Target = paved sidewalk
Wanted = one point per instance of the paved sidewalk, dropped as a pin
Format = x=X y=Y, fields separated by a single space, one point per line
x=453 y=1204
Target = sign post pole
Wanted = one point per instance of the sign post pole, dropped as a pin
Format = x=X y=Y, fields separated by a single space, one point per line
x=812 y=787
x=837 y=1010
+++++
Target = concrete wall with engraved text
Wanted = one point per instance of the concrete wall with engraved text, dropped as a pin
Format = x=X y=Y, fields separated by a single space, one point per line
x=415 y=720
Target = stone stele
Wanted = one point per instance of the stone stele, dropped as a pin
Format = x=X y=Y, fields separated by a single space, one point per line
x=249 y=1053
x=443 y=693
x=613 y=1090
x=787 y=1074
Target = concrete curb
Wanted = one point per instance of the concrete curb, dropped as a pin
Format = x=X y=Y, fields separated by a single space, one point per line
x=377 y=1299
+++++
*Short task*:
Can you copy out, word for word, the lines from the one containing "Target = stone stele" through the one containing "x=377 y=1299", inclusive?

*Finished answer*:
Target = stone stele
Wanted = one point per instance of the stone stele, dropped as a pin
Format = x=X y=Y, fields separated by a single space, one point per line
x=249 y=1053
x=443 y=693
x=613 y=1090
x=787 y=1074
Target = concrete curb
Wanted = one point per instance of the concrete curb, dropped as a pin
Format = x=X y=Y, fields separated by a single space, one point per line
x=377 y=1299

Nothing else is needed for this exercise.